» Task item
Please pick up the Kan Takahama biography below after its last sentence and continue writing it.
** Opening Text for analysis block **
Japanese manga artist (born 1977)

Kan Takahama (高浜 寛, Takahama Kan) is a Japanese manga artist born in Amakusa, Kumamoto Prefecture. Debuting in 2001, she became known for her short stories published in the alternative magazine Garo, later collected and republished in her award-winning Kinderbook. Her unique style often depicts the darker sides of everyday life through simplistic character designs and illustrations that blend manga and Franco-Belgian comics. She is internationally known for the manga Nyx no Lantern, winner of the 24th Osamu Tezuka Cultural Award in 2020.

== Biography ==
=== Early life and education ===
Kan Takahama was born on April 6, 1977, in the city of Amakusa, in the Kumamoto Prefecture. She studied contemporary art at the University of Tsukuba. Despite her interests in art, Takahama did not intend to create manga and instead, this hobby came to her through daily experiences where she found herself wanting to capture landscapes and discussions between people she cycled past and observed while working as a secretary at the National Institute for Environmental Studies. She found that drawing these discussions in comic book panels felt the best way to depict these interactions.

=== Career ===
Takahama's first opportunity with a publishing company came by surprise, while playfully drawing manga on scrap paper and drinking with friends one evening one friend of hers decided that she liked Takahama's short story so much that she asked for it to be redrawn on a proper piece of paper, she then sent it off to the publishing company Kodansha. Takahama was contacted soon after, being offered a job working with the company, she previously had never considered becoming a mangaka. While her time at the company was brief she produced a few essays that appeared on the website of Morning magazine also receiving the Manga Open Excellence prize on this occasion.

After her short time at Kodansha, Takahama participated in a contest organised by the monthly magazine Garo and she took the third prize for her story "Woman who survive". The story was published in the January 2001 edition of the magazine. The same year Takahama also received a 1st grand prize of excellence from Garo for a piece titled Binari Sun. She continued to publish regularly in Garo through 2001 and 2002 and these short stories were collected in the Yellowbacks volume, which was published in Japan by Seirindô in February 2002. They were later published in France, Spain and the USA as Kinderbook. Garo magazine stopped publishing after Takahama had been working there for two years. She failed to gain the rights to her published manga and she has never been paid for her work with them.
** Closing Text for analysis block **
** Opening Provided records block **
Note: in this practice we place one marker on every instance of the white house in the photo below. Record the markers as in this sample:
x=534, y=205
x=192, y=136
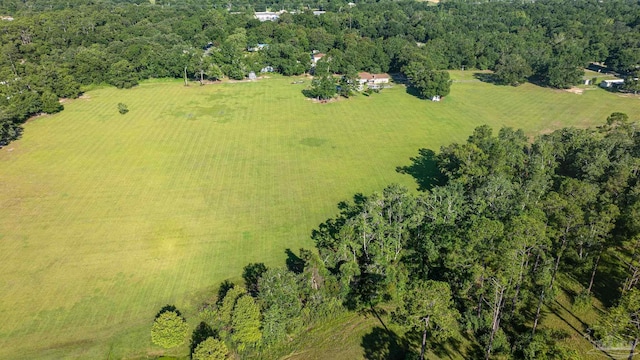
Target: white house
x=609, y=84
x=268, y=15
x=373, y=81
x=316, y=57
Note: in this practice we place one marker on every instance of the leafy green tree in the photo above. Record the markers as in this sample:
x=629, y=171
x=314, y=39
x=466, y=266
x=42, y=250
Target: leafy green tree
x=210, y=349
x=428, y=306
x=246, y=323
x=512, y=69
x=169, y=330
x=9, y=130
x=251, y=275
x=280, y=298
x=122, y=75
x=51, y=103
x=429, y=83
x=323, y=86
x=632, y=82
x=225, y=311
x=123, y=108
x=349, y=82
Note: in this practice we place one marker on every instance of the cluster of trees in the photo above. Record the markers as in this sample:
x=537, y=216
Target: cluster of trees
x=478, y=251
x=246, y=319
x=481, y=248
x=53, y=48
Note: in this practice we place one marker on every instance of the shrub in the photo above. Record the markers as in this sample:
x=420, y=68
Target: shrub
x=122, y=108
x=169, y=330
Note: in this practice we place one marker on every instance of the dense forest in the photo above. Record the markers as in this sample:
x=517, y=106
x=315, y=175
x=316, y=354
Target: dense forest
x=53, y=50
x=477, y=252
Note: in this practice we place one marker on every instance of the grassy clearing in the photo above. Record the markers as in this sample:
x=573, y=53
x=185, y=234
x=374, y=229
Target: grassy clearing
x=108, y=217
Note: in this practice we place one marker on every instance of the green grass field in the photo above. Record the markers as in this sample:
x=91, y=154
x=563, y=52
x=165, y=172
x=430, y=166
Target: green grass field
x=108, y=217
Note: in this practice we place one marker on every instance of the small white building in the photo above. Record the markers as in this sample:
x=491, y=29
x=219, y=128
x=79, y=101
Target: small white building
x=610, y=84
x=373, y=81
x=268, y=15
x=316, y=57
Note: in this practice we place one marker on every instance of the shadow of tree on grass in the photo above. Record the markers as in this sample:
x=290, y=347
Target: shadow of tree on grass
x=381, y=344
x=424, y=169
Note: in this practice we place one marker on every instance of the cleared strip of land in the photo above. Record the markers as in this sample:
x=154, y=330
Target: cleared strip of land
x=108, y=217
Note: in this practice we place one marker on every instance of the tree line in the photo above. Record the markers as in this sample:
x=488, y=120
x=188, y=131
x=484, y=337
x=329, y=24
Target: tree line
x=477, y=252
x=54, y=49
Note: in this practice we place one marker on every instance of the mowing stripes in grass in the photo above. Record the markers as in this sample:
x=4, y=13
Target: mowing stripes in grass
x=108, y=217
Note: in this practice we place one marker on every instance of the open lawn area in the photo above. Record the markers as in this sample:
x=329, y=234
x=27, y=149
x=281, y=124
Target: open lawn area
x=108, y=217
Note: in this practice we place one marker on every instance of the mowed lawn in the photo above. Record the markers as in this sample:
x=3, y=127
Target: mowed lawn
x=107, y=217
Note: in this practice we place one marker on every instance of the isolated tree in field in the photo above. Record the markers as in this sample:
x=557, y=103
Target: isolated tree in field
x=323, y=86
x=228, y=303
x=622, y=323
x=169, y=330
x=428, y=306
x=251, y=275
x=246, y=323
x=210, y=349
x=349, y=82
x=50, y=103
x=428, y=82
x=123, y=108
x=512, y=69
x=122, y=75
x=632, y=82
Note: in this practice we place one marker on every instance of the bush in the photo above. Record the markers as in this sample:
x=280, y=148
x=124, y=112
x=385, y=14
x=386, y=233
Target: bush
x=122, y=108
x=169, y=330
x=210, y=349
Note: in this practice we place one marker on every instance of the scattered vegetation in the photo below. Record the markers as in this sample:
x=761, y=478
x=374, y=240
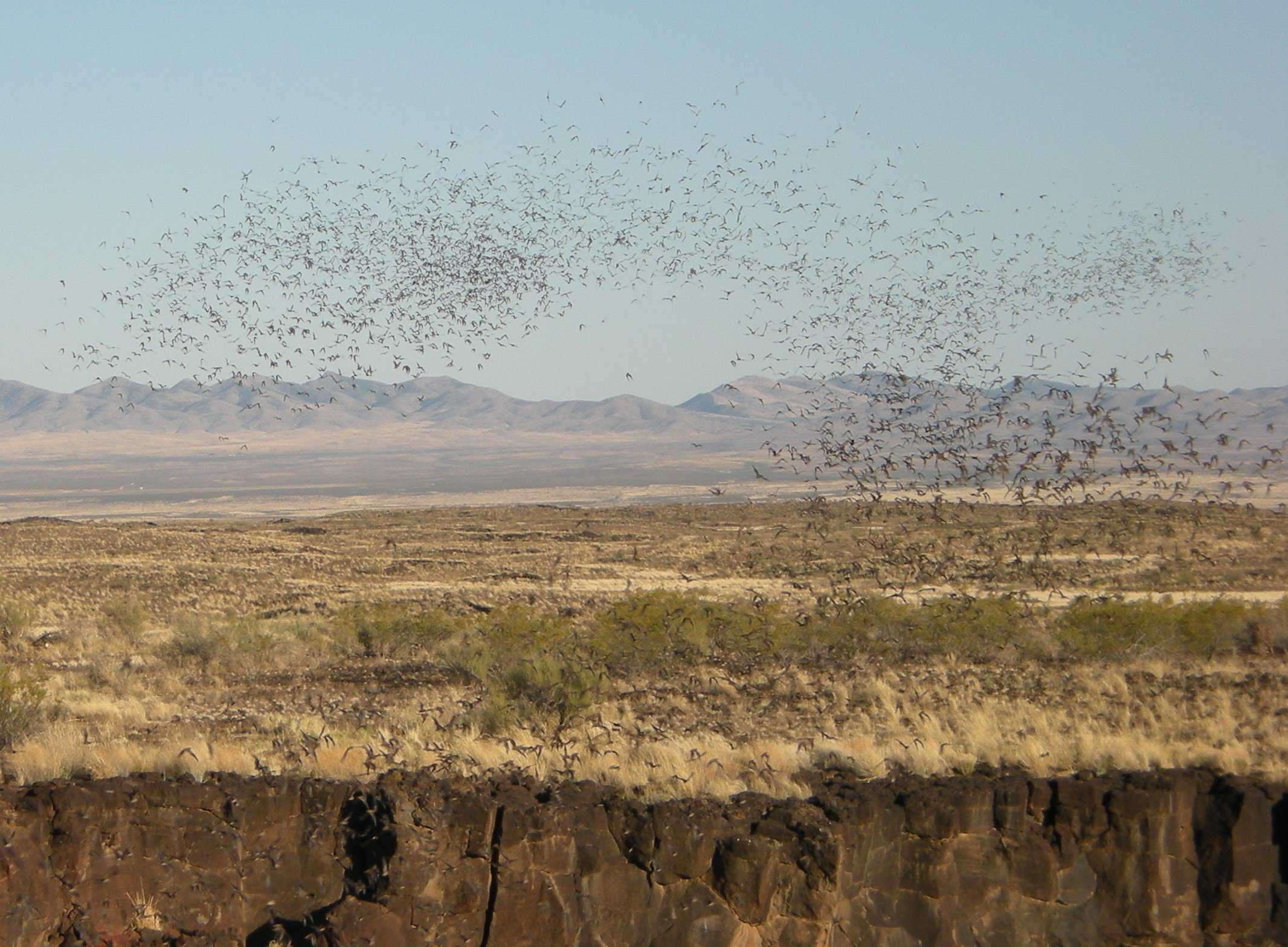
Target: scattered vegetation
** Closing Provided records block **
» Output below
While working at Garo several readers told Takahama that her style was similar to that of French comics, she disagreed at first until the president of Garo at the time suggested her works specifically resembled the works of Frédéric Boilet. After purchasing one of his works titled Yukiko's Spinach she discovered the similarities between her work and his, specifically the focus on capturing daily life. Takahama researched Boilet further and came across his proposal for the Nouvelle manga movement which sought to combine mature manga stories with the art style of Franco-Belgian comics. His ideas led her to reach out to him believing she could bring something to his project. After working together to produce the story 'Mariko Parade, the two met at the Angoulême International Comics Festival in 2002, in search of a publisher where the major publisher Casterman took interest. After this collaboration, Takahama published her first story in French for the magazine Bang!, titled Bons Baisers d'Angoulême. The story was a good-humoured account of her visit to the Angoulême festival. Soon after she released the story Awabi in Japan, in 2004.

Takahama continued to work with Casterman for a few years. Her next manga titled Nagi Watari - Oyobi Sono Hoka no Tanpen was published in 2006 in Japan, although it was later released in France in 2009 as part of a collection titled L'Eau amère (translated to Bitter Water) that included her previously released story, Awabi. Starting in 2004 Casterman had also commissioned Takahama and two other mangakas to produce a new project titled Two Espressos. The project was met with issues, the two other mangakas withdrew halfway through production leaving Takahama to work alone, she was further delayed by family issues leading to the eventual release of this story after five years in 2010.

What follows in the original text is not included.